((

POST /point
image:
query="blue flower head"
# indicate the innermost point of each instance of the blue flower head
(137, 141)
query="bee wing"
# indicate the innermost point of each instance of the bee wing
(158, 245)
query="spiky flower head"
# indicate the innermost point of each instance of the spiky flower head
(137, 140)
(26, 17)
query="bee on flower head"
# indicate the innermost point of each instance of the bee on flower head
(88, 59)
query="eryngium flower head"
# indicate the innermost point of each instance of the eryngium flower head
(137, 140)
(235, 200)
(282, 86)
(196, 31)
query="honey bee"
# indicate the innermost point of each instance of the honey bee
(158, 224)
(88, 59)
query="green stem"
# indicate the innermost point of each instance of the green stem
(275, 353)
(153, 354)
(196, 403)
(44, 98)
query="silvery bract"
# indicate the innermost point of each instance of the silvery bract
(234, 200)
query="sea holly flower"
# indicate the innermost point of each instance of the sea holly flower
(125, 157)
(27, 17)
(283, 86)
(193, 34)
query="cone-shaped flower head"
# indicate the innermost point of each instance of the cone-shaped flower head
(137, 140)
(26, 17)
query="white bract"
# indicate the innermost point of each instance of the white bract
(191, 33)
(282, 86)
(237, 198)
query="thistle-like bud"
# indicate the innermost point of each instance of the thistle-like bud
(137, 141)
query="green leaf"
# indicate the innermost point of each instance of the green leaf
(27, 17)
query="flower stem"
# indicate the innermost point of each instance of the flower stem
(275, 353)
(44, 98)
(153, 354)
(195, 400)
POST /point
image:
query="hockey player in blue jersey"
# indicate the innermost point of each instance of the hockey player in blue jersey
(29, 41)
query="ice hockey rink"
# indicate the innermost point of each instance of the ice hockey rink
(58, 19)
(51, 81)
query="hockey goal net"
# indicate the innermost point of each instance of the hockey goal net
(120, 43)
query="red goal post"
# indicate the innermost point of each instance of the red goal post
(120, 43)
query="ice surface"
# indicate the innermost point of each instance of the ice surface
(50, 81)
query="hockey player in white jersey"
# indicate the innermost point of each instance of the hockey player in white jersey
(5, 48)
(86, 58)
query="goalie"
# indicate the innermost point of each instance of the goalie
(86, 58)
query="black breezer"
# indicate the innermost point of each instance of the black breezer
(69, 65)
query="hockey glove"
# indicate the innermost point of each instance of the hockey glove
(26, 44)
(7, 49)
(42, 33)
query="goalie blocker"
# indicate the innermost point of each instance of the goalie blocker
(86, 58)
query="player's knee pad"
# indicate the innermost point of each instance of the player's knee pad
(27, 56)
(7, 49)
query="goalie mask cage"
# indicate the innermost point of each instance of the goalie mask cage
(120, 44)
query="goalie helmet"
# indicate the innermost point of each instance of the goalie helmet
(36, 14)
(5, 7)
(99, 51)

))

Problem to solve> Print every record above once more, exactly as written.

Written reply>
POST /point
image:
query="blue flower head"
# indicate the innermost point of each instance of the blue flower head
(137, 141)
query="bee wing"
# indicate the innermost point of each instance of the bee wing
(158, 245)
query="spiky flower head"
# indicate the innermost point of each instance of the spiky flower head
(137, 140)
(26, 17)
query="bee on flower head"
# indicate the innermost point of each instance of the bee on flower head
(88, 59)
query="eryngium flower head"
# indicate the innermost point of each instance of the eryngium flower head
(137, 140)
(235, 200)
(282, 86)
(196, 31)
query="honey bee"
# indicate the innermost point of each instance of the honey bee
(158, 224)
(88, 59)
query="green stem"
# indicate the innermost point of each instance of the green stem
(275, 353)
(153, 354)
(196, 403)
(44, 98)
query="silvery bract"
# indicate the innermost point of each instance of the silvery bract
(234, 200)
query="sea holly flower"
# indicate the innermost point of each instance of the sea holly flower
(125, 157)
(27, 17)
(283, 86)
(193, 34)
query="cone-shaped flower head"
# indicate the innermost point of each instance of the cone-shaped flower head
(137, 140)
(26, 17)
query="white bract"
# indicate the innermost point of each instance of the white bract
(191, 33)
(282, 86)
(237, 198)
query="thistle-like bud"
# indicate the innermost point of each instance of the thistle-like bud
(137, 141)
query="green leaf"
# indicate the innermost point of each instance of the green leaf
(27, 17)
query="flower stem"
# indicate the innermost point of each instance of the flower stem
(275, 353)
(44, 98)
(153, 354)
(195, 400)
POST /point
image:
query="hockey player in blue jersey"
# indicate the innermost point of each instance of the hockey player in blue jersey
(29, 41)
query="ice hockey rink"
# indicate the innermost point of each instance of the ice hockey rink
(58, 19)
(51, 81)
query="hockey goal net"
# indicate the innermost point of each instance of the hockey goal net
(120, 43)
query="red goal post"
# indicate the innermost point of each instance of the red goal post
(120, 43)
query="ice surface"
# indicate the innermost point of each instance of the ice surface
(50, 81)
query="hockey player in white jersey"
# indicate the innermost point of each instance of the hockey player in white jersey
(5, 48)
(86, 58)
query="goalie"
# indicate the innermost point of each instance of the goalie
(86, 58)
query="black breezer"
# indicate the innermost point of each instance of the black breezer
(69, 65)
query="hockey glove"
# indicate the innermost point of each instance of the hockey glove
(26, 44)
(7, 49)
(42, 33)
query="goalie blocker"
# indicate the innermost point of each instance of the goalie blocker
(86, 58)
query="player's knee pad"
# indicate the innermost point of each instance of the player's knee pad
(27, 56)
(7, 49)
query="goalie mask cage"
# indicate the innermost point of each instance of the goalie mask cage
(120, 44)
query="goalie helmet"
# indicate the innermost point of each instance of the goalie helmet
(36, 14)
(5, 7)
(99, 51)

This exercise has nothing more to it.